Entries provided:
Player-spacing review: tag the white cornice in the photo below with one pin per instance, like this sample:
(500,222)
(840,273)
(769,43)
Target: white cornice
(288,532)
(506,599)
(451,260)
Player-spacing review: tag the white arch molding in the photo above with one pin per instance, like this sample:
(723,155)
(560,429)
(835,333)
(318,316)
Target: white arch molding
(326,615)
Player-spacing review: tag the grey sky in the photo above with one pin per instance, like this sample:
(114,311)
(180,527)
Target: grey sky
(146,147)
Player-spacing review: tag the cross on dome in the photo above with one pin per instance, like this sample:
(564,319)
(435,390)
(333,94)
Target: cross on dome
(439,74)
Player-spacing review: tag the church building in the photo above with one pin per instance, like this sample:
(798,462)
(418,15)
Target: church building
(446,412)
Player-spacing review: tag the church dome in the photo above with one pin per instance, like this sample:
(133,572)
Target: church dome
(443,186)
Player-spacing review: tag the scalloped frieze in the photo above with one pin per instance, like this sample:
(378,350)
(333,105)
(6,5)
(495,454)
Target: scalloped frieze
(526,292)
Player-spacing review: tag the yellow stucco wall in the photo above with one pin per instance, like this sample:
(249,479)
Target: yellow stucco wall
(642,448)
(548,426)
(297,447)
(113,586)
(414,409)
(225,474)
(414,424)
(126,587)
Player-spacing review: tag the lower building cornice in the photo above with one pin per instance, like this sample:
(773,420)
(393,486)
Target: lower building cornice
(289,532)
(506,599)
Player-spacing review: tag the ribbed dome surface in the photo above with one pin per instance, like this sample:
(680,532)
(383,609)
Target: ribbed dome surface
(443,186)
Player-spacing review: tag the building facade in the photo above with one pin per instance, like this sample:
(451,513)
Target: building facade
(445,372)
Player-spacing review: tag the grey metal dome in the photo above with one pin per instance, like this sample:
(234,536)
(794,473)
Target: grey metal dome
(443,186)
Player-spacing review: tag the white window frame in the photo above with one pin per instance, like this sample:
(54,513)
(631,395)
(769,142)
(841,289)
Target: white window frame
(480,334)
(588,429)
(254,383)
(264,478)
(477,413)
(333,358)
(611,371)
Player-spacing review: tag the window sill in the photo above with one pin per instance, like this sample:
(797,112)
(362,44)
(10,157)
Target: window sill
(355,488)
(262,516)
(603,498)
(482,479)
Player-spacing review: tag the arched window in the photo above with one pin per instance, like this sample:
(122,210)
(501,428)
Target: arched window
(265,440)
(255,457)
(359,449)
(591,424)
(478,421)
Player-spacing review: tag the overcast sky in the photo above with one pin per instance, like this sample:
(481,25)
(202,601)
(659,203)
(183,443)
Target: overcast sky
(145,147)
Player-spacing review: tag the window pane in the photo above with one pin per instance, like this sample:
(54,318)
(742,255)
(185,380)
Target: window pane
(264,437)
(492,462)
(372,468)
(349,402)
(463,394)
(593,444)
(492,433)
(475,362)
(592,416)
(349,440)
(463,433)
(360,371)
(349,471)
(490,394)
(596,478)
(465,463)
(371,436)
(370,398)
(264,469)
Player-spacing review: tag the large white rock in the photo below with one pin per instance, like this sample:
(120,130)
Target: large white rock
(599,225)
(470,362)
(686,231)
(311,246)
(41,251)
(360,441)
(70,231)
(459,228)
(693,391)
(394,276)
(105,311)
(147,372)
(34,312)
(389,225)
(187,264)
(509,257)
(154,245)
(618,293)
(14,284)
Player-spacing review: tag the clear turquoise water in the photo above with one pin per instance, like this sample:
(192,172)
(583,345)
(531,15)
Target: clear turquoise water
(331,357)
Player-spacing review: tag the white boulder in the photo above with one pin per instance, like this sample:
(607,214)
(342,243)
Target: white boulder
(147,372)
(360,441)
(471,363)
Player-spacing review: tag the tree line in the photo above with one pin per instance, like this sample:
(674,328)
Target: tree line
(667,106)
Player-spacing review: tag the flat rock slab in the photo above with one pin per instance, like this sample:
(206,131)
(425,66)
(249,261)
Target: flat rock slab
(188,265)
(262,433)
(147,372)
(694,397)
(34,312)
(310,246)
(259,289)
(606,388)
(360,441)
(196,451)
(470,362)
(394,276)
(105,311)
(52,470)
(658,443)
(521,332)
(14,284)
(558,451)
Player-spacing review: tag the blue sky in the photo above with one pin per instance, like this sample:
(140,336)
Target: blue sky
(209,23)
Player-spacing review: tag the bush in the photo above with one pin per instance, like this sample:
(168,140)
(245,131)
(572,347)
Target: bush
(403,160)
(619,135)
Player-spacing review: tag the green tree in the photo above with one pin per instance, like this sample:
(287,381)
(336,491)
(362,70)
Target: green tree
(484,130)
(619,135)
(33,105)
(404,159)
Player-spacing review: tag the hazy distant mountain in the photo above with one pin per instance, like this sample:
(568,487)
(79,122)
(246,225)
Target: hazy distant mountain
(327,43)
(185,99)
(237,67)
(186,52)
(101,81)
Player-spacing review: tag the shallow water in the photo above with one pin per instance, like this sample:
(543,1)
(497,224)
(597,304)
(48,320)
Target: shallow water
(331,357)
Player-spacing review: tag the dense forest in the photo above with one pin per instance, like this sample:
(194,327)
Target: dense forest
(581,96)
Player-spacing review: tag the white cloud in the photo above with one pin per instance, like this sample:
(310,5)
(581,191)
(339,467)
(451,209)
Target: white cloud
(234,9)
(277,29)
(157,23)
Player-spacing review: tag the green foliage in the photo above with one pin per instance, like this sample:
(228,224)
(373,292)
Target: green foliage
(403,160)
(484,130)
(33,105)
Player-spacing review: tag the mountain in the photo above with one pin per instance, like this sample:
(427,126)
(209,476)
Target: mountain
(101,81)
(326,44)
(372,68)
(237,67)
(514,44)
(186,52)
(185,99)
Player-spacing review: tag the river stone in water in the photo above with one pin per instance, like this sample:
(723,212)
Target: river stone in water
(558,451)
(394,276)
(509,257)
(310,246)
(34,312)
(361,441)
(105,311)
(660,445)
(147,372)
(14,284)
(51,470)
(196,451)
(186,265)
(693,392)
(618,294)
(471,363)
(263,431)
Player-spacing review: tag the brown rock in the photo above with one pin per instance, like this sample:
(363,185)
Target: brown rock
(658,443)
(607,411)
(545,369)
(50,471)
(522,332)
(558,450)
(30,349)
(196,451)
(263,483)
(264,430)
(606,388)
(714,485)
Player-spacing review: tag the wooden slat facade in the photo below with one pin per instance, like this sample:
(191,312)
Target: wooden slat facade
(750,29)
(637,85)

Exercise instructions:
Quote only the lines from the one containing "Player-spacing review: tag the dense" through the final line of the records, with both ends included.

Solution to this problem:
Player-spacing review: tag the dense forest in the photo above with one pin per instance, like this sample:
(194,327)
Target: dense forest
(581,96)
Player-spacing review: tag the white cloud in the photo above with one pin per instance, like this sample:
(310,5)
(581,191)
(339,467)
(451,209)
Target: white cloud
(234,9)
(277,29)
(157,23)
Player-spacing review: tag the green foliage in the photo above with one pin per instance, like this sample:
(228,224)
(373,292)
Target: green foliage
(403,160)
(484,130)
(33,105)
Player-spacing review: tag the mountain in the photo above with one pin per instance, like this sample:
(427,126)
(209,476)
Target: mountain
(101,81)
(326,44)
(372,68)
(237,67)
(514,44)
(186,52)
(185,99)
Player-spacing review: tag the river stone in water in the photo above with one pin per instance, like this sample:
(723,212)
Target: river stone in water
(558,451)
(394,276)
(509,257)
(310,246)
(34,312)
(361,441)
(105,311)
(660,445)
(147,372)
(14,284)
(51,470)
(196,451)
(186,265)
(693,392)
(618,294)
(471,363)
(263,431)
Player-spacing review: tag the brown rock in the photo above with one pin per instance, like this sample:
(363,185)
Target: brown rock
(658,443)
(607,411)
(545,369)
(50,471)
(522,332)
(558,450)
(30,349)
(196,451)
(263,483)
(264,430)
(606,388)
(714,485)
Player-spacing review: tag the wooden slat facade in the photo below with one pin per instance, like this sample:
(191,312)
Target: wooden slat facade
(750,29)
(637,85)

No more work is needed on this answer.